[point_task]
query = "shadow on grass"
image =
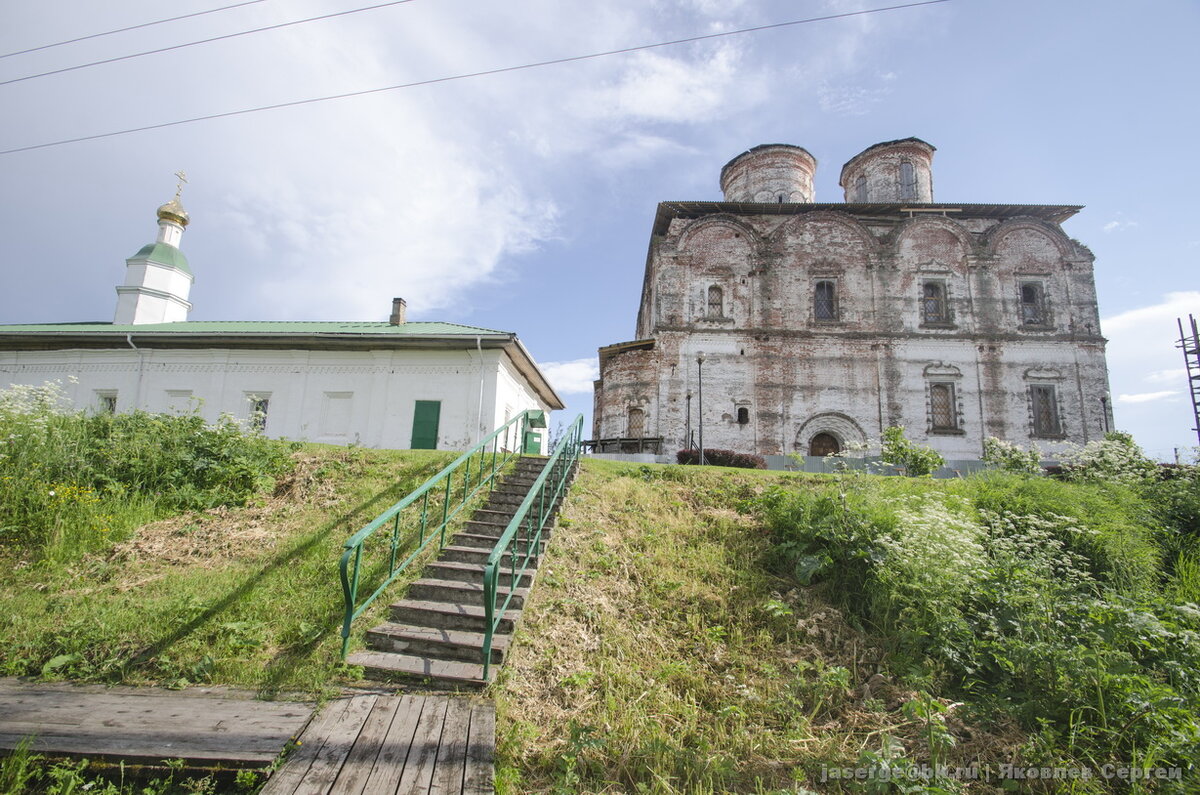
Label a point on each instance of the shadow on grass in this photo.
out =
(329, 623)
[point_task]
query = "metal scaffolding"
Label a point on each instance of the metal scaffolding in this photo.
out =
(1191, 346)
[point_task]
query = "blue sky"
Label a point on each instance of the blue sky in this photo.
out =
(525, 201)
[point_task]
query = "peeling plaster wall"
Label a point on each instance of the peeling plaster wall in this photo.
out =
(871, 364)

________________________________________

Problem description: For every line of the material above that contains the word "query", show the line.

Answer to this exercise:
query = "shadow on grass"
query = "metal scaffolding"
query = "blue sky"
query = "peeling plaster wall"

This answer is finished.